++++ PASSAGE

6.1            Due to the complex nature of the Licensed Software and the Services, neither Licensor nor any third party contributing to the content or provision of Services or Licensed Software warrants that the access to the Services and/or the operation or performance of the Licensed Software will be uninterrupted or error free. As Licensee’s exclusive remedy for any material defect in the Licensed Software or Services provided hereunder, Licensor shall request Licensor to use reasonable efforts to correct or cure any such reproducible and documented material defect. Licensor shall not be obligated to ask Licensor to correct, cure, or otherwise remedy any nonconformity or defect in the Licensed Software and/or Services if Licensee has made any changes whatsoever to the Licensed Software and/or Services, if the Licensed Software and/or Services have been misused or damaged in any respect, or if Licensee has not reported to Licensor the existence and nature of such nonconformity or defect promptly upon discovery thereof. Subliensor shall not be obligated to correct, cure or otherwise remedy any nonconformity or defect in the Licensed Software or Services. This warranty is expressly conditioned on Licensee’s observance of the specifications, operating procedures, security measures, and data-control procedures with respect to the Licensed Software or Services provided to or made available to Licensee.

 

6.2            EXCEPT AS EXPRESSLY SET FORTH IN THIS AGREEMENT, LICENSOR DISCLAIMS ANY AND ALL PROMISES, REPRESENTATIONS, AND WARRANTIES WITH RESPECT TO THE Licensed Software AND ServiceS, INCLUDING THEIR CONDITION, CONFORMITY TO ANY REPRESENTATION OR DESCRIPTION, THE EXISTENCE OF ANY LATENT OR PATENT DEFECTS, ANY NEGLIGENCE, AND MERCHANTABILITY OR FITNESS FOR A PARTICULAR USE OF THE Licensed Software AND/OR ServiceS.

++++++++

= EXERCISE TASKS =
**1.** From the license terms, list every item that the last sentence of section 6.1 says Licensee must observe for the warranty to apply.
**2.** Answer these questions from the license terms:
(a) In section 6.1, what are Licensor and contributing third parties not warranting about access to the Services and the operation of the Licensed Software?
(b) In section 6.2, what three things does Licensor disclaim with respect to the Licensed Software and Services?
**3.** Translate this sentence from the license terms into Spanish: "Due to the complex nature of the Licensed Software and the Services, neither Licensor nor any third party contributing to the content or provision of Services or Licensed Software warrants that the access to the Services and/or the operation or performance of the Licensed Software will be uninterrupted or error free."

++++ RECORDS PROVIDED

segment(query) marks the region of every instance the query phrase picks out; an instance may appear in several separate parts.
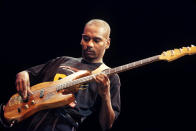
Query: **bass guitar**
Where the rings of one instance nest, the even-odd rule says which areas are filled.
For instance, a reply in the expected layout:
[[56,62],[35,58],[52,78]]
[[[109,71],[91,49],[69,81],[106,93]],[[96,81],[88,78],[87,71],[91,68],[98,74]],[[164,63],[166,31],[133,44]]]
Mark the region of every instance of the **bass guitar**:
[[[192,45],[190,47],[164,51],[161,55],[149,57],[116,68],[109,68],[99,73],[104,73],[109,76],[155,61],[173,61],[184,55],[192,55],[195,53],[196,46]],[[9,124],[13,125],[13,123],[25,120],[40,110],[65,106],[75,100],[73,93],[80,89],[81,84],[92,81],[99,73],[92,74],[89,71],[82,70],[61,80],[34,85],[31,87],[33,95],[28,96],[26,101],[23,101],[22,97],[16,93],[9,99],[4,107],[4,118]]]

++++++++
++++ RECORDS PROVIDED

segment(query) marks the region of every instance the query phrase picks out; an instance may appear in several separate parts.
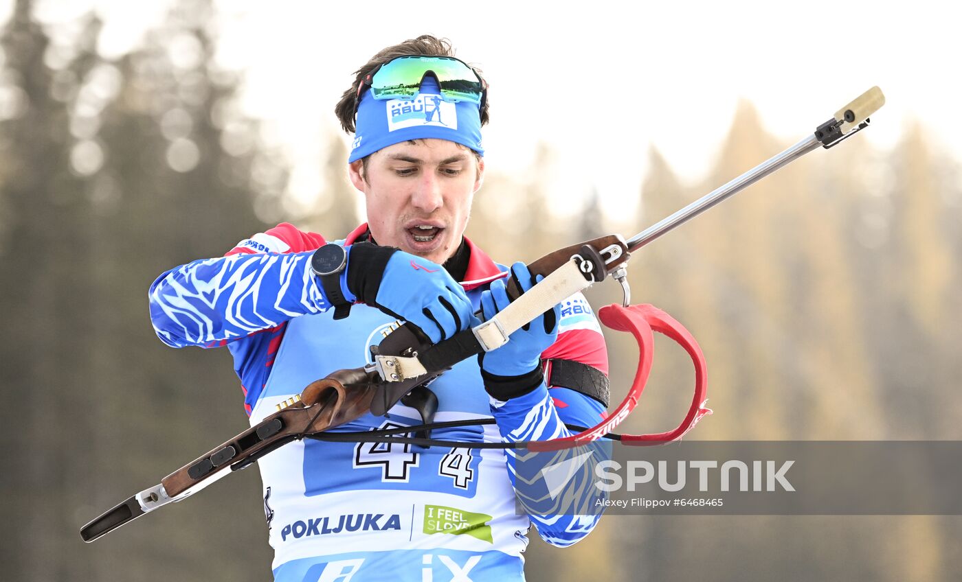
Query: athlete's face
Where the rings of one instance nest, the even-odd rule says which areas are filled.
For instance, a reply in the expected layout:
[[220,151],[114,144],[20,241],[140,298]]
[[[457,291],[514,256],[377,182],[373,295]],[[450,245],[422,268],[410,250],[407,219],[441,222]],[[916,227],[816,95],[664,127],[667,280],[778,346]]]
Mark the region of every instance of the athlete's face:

++++++++

= RESPONSES FOR EACH TASK =
**1.**
specifications
operating procedures
security measures
data-control procedures

**2.**
(a) That they will be uninterrupted or error free.
(b) Any and all promises, representations, and warranties.

**3.** Debido a la naturaleza compleja del Software Licenciado y de los Servicios, ni el Licenciante ni ningún tercero que contribuya al contenido o a la prestación de los Servicios o del Software Licenciado garantiza que el acceso a los Servicios y/o el funcionamiento o rendimiento del Software Licenciado sean ininterrumpidos o estén libres de errores.